• **WORK INSTRUCTION**: Reproduce the records verbatim, starting at their beginning and ending with the line that contains "box: [587, 412, 665, 462]". Leave the pictures out.

[THE RECORDS — start]

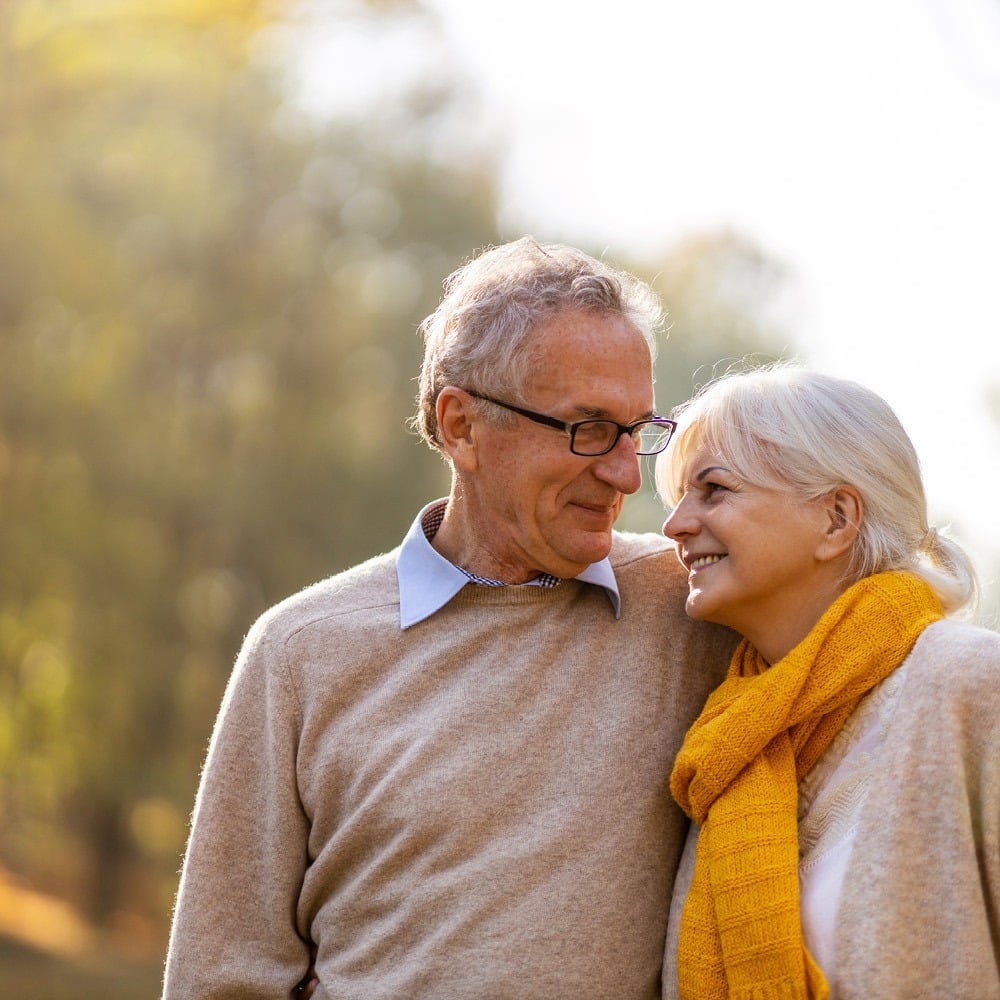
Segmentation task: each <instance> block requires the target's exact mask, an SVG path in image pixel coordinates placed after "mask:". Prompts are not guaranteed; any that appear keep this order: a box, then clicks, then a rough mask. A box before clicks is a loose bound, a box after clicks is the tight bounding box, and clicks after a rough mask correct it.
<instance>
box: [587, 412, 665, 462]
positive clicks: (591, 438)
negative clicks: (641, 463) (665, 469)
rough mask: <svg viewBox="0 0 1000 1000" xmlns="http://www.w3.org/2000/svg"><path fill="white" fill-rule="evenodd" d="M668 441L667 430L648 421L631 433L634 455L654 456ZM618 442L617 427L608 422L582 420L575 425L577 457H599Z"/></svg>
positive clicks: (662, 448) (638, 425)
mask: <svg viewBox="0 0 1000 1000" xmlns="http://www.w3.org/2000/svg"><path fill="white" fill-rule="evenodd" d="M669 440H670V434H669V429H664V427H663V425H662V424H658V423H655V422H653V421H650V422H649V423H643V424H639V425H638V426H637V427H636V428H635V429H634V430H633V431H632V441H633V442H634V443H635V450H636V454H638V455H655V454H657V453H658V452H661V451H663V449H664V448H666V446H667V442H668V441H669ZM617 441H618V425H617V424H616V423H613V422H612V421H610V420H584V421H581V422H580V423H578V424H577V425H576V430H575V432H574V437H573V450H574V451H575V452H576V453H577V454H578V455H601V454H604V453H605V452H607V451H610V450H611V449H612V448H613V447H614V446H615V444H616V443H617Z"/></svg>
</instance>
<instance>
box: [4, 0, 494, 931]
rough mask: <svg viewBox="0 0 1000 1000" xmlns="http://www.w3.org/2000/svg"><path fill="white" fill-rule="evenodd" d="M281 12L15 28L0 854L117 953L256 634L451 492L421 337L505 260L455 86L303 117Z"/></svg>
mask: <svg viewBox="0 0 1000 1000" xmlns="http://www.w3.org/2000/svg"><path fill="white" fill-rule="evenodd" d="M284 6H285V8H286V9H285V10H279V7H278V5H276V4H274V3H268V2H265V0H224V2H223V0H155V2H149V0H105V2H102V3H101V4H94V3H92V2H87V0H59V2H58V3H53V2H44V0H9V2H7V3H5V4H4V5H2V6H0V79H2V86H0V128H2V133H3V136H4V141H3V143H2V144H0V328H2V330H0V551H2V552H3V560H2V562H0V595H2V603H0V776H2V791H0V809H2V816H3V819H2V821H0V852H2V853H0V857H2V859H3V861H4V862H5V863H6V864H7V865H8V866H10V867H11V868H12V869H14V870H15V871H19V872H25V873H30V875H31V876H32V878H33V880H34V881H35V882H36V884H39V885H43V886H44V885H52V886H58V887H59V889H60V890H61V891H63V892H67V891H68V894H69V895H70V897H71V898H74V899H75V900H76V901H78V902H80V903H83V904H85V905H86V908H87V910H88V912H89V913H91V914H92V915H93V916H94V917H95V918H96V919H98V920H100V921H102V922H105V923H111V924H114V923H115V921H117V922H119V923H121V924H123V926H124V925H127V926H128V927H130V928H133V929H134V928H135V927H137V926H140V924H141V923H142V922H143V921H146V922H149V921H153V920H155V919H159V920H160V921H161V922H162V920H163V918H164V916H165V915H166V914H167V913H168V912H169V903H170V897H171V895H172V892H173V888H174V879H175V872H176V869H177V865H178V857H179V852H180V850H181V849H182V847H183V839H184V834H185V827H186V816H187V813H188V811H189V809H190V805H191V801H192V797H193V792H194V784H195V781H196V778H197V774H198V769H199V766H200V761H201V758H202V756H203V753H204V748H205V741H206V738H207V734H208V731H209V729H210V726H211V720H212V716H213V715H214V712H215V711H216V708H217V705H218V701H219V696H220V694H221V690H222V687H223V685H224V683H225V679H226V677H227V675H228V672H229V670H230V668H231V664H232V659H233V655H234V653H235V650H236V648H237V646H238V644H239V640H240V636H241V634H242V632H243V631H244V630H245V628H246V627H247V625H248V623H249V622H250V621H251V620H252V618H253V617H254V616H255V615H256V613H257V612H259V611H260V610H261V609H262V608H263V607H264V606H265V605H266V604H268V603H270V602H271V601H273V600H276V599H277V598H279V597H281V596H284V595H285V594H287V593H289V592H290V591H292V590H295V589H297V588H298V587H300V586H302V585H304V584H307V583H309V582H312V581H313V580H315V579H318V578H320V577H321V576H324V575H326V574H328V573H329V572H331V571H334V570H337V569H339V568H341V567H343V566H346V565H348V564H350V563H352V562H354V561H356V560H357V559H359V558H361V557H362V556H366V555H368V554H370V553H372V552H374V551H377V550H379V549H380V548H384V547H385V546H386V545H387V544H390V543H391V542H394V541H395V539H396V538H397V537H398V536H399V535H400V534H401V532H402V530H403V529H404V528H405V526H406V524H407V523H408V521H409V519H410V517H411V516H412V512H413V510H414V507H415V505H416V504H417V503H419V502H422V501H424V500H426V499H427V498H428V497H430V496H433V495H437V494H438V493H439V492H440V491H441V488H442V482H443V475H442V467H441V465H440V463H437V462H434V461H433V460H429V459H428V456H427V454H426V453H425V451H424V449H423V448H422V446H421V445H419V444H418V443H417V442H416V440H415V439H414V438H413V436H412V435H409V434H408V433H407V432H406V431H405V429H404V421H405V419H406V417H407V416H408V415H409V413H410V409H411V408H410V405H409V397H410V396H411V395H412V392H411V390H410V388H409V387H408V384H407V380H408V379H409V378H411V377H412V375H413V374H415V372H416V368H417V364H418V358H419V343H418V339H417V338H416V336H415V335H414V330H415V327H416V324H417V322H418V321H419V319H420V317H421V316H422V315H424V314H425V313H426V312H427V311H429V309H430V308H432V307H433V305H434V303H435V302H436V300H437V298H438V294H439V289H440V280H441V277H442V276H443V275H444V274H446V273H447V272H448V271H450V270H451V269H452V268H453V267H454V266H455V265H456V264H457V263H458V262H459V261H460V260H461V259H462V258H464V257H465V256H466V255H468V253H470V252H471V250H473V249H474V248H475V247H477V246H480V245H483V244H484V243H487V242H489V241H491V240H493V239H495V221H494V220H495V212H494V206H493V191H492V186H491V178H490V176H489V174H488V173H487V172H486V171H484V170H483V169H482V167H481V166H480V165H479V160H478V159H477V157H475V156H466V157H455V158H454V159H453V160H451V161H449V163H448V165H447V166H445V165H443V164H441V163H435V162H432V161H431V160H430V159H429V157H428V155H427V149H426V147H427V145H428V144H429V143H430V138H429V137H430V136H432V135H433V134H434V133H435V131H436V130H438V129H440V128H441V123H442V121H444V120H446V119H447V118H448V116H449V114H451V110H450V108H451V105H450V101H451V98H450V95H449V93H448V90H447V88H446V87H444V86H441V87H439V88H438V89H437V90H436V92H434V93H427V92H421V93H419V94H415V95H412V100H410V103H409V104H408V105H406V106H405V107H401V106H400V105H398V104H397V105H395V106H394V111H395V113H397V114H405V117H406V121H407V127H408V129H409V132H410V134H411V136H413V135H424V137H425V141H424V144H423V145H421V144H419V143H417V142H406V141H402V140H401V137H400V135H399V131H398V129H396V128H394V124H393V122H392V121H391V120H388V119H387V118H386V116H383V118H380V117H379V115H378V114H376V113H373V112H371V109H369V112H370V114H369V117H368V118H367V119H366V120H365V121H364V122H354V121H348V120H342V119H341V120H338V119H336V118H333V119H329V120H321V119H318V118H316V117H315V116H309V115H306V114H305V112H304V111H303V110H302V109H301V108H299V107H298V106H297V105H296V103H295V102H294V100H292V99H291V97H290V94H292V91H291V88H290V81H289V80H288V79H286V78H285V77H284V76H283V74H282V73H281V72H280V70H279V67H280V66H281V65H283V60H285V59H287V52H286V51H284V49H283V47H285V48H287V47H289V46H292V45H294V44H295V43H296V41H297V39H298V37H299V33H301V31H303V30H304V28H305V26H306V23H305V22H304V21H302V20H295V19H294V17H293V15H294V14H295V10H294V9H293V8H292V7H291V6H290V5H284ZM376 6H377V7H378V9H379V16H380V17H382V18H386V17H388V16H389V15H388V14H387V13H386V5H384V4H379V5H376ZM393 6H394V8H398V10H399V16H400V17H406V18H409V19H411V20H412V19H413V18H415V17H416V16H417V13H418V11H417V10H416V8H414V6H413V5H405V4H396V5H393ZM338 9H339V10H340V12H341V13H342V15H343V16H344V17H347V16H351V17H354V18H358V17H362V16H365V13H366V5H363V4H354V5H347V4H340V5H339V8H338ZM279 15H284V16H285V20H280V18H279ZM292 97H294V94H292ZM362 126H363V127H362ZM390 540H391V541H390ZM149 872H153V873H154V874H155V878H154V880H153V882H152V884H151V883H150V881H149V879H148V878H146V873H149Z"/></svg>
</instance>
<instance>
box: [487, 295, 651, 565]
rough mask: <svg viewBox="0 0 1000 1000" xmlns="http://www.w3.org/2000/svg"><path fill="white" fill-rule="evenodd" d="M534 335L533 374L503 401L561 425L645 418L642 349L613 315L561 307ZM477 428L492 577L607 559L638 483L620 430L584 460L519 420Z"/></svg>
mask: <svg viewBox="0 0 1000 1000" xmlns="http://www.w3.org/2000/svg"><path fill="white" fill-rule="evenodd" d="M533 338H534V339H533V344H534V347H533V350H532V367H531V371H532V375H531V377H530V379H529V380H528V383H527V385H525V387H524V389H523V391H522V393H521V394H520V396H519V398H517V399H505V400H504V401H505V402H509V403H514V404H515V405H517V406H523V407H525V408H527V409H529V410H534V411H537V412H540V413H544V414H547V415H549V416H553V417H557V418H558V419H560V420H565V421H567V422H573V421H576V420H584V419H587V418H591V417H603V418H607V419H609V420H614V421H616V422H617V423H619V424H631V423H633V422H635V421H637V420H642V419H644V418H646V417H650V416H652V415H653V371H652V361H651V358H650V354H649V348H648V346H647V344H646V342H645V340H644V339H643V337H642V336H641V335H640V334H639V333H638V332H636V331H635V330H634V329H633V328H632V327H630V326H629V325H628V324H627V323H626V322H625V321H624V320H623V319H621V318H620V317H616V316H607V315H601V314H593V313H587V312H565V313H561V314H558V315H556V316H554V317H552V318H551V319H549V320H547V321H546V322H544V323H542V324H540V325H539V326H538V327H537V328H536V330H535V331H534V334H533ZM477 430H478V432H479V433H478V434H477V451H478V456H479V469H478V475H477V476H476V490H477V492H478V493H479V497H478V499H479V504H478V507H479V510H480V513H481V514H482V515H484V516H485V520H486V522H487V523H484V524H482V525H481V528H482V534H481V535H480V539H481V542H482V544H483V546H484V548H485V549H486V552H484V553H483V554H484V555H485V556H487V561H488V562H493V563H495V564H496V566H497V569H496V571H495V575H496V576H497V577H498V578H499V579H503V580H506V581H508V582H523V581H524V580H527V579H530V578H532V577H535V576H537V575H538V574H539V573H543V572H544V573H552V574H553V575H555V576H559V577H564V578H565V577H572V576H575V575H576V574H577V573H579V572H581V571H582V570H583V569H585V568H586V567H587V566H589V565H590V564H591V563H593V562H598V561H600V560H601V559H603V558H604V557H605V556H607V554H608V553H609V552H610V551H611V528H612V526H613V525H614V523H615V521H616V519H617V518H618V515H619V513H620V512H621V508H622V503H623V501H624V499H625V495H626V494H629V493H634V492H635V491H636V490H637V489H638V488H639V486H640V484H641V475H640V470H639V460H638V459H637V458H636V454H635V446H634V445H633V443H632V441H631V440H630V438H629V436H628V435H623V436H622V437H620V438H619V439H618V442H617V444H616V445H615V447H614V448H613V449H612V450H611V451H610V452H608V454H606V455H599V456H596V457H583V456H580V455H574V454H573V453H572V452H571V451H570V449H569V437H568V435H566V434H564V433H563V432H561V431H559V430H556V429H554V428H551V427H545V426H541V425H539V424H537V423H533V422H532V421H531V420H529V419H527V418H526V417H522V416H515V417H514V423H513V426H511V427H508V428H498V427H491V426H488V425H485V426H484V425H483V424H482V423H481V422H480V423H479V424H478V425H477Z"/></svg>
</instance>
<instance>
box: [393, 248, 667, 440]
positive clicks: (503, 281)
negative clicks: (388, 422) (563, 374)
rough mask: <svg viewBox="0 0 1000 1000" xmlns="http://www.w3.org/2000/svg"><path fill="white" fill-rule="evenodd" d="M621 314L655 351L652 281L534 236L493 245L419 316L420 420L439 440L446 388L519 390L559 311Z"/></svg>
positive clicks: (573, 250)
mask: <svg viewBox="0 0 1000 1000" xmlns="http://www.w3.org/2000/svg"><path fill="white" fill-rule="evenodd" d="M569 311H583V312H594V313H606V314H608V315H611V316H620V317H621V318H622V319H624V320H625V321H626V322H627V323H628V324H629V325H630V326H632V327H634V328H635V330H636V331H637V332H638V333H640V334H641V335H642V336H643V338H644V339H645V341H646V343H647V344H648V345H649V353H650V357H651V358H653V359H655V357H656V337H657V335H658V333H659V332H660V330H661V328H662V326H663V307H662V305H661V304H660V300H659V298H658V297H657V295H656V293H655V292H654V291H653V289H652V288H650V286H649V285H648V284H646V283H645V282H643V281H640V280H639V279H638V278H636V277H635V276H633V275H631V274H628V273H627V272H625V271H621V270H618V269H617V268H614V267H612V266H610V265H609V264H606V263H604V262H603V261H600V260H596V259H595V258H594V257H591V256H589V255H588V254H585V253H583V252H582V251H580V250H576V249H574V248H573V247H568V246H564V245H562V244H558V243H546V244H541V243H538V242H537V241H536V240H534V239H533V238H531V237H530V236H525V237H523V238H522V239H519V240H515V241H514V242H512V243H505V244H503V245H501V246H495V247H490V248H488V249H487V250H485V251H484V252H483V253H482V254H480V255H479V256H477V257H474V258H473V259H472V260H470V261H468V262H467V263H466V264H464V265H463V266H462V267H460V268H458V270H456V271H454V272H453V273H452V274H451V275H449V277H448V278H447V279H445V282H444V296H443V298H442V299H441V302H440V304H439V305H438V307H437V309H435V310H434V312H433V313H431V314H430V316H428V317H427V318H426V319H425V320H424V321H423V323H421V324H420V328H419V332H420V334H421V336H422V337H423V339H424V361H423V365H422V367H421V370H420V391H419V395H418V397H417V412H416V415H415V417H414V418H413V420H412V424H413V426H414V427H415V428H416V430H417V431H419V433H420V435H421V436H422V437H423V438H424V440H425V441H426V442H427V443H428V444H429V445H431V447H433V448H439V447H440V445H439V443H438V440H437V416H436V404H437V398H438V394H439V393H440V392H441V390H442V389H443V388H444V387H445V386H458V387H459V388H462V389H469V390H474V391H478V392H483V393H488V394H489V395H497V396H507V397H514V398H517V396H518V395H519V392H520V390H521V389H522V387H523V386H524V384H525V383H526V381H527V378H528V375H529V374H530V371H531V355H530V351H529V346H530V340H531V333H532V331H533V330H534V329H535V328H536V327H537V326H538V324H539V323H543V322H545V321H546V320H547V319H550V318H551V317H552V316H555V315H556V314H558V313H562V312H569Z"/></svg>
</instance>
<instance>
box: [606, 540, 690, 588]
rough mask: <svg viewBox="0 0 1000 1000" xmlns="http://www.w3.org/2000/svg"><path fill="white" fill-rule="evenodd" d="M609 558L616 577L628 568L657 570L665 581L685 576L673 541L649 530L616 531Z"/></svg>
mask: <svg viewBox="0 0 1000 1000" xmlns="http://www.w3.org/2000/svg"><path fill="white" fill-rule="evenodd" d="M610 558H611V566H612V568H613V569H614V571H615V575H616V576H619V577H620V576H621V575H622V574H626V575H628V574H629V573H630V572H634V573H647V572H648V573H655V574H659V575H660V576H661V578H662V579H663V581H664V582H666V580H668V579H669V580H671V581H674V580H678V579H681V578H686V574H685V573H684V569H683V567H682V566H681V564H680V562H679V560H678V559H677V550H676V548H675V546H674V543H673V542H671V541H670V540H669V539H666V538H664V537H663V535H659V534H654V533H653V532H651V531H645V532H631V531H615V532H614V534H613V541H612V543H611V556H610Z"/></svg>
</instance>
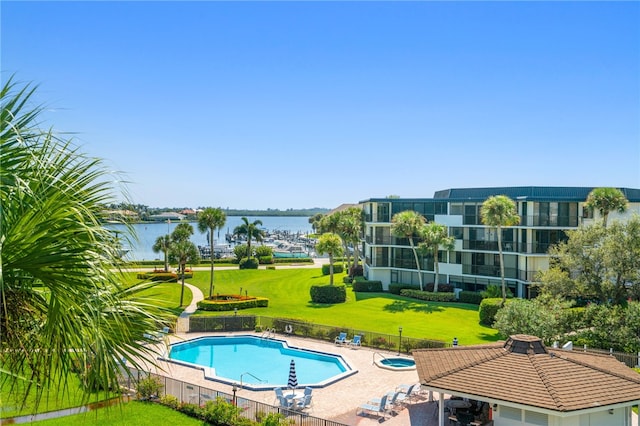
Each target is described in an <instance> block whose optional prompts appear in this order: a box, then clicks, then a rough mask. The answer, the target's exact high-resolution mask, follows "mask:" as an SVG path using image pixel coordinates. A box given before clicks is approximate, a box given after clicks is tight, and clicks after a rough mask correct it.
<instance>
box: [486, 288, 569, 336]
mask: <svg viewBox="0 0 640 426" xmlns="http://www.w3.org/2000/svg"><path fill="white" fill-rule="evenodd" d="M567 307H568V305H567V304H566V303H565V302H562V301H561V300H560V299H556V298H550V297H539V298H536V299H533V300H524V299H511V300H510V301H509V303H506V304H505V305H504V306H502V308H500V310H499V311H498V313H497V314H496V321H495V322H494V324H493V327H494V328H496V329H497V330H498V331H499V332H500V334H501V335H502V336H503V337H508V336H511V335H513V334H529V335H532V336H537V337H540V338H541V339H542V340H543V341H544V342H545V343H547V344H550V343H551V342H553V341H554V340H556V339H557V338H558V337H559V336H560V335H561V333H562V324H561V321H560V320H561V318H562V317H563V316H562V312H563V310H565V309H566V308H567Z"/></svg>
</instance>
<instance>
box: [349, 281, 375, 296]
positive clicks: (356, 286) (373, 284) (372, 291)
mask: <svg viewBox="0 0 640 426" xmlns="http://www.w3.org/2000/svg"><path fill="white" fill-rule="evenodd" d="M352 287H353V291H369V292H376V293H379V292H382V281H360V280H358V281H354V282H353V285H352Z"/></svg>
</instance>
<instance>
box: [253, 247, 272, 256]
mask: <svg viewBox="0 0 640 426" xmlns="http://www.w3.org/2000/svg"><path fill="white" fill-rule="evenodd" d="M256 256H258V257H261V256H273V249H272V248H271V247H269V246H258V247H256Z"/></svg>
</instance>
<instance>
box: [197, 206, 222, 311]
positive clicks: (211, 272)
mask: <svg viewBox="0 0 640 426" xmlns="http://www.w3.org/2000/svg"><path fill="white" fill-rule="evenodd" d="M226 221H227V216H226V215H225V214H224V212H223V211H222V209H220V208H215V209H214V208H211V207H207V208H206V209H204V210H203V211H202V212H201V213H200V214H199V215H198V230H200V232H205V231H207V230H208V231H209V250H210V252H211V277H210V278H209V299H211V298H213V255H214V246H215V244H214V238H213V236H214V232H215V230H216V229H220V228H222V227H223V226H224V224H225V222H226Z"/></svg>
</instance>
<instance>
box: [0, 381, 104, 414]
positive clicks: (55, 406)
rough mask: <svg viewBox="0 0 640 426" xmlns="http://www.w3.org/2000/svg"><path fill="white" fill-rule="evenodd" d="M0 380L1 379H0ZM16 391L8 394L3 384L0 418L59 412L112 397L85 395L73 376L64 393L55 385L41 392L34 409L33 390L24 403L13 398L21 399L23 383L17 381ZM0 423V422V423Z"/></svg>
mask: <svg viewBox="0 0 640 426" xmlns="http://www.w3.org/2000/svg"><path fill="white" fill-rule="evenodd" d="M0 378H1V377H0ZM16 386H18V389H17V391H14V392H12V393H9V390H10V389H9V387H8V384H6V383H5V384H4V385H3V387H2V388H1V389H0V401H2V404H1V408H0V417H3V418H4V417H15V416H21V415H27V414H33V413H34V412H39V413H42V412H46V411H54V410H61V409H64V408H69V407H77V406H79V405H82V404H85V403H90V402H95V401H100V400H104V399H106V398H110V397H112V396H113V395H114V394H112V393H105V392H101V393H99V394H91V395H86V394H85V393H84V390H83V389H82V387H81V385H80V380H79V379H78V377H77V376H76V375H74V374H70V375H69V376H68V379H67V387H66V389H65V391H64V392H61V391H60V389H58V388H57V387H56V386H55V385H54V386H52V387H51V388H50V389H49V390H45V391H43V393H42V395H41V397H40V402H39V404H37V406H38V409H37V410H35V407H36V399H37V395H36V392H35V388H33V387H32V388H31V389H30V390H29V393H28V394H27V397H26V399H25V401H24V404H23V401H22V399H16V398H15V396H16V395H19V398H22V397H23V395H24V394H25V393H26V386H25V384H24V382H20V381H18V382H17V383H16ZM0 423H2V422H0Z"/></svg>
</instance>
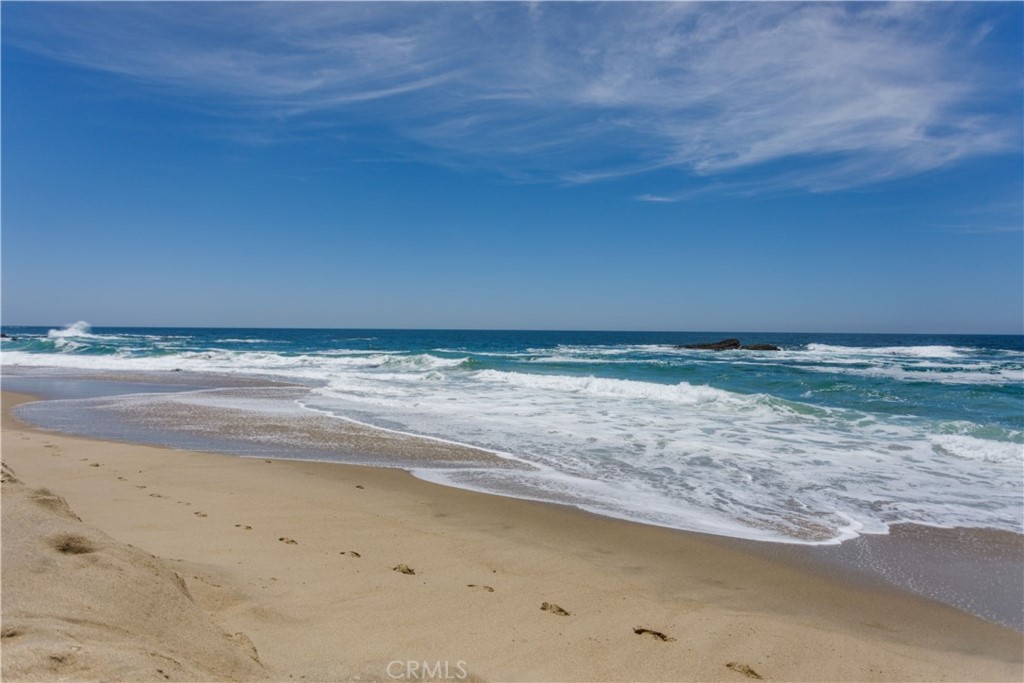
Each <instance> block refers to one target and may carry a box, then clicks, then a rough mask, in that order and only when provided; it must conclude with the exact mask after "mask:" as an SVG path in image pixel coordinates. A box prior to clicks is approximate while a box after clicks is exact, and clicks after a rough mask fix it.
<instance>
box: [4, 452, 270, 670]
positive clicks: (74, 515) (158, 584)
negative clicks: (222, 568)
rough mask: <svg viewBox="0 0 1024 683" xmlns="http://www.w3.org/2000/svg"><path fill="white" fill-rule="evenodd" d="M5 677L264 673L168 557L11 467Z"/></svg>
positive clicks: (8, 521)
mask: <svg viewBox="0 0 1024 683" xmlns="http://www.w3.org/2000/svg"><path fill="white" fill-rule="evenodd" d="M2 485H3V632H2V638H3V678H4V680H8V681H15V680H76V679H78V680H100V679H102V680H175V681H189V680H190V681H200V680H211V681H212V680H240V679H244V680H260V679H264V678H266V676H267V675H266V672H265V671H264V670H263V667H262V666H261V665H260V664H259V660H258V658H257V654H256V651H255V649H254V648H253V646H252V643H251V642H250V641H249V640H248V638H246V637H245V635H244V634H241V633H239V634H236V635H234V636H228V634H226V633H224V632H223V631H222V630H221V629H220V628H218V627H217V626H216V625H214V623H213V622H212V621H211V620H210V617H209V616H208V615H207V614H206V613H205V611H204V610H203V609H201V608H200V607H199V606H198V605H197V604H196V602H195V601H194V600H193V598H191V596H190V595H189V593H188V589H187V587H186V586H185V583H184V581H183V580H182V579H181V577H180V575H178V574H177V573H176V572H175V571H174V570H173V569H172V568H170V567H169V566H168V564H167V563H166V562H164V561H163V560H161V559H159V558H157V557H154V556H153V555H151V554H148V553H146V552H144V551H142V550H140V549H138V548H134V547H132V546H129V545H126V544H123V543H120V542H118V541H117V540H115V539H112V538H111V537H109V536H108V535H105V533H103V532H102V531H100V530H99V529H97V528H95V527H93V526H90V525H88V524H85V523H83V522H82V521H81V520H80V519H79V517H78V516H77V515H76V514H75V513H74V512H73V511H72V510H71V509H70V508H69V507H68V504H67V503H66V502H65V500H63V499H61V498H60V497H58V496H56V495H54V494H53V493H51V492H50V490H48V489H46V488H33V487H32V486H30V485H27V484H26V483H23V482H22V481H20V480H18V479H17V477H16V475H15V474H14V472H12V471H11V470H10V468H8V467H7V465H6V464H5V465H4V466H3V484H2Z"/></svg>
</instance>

[THE RECORDS — finish]

• **SOLUTION FOR THIS EXERCISE**:
Segmentation task: each <instance> block requires the target's exact mask, an SVG path in image pixel coordinates placed after "mask:". Prompts are not guaranteed; any that appear keep this order: a box, then clicks, then a rough mask. A box before clicks is a loose bound, a box after clicks is the tight bounding box, and clicks after a rough mask correct it.
<instance>
box: [587, 412, 665, 462]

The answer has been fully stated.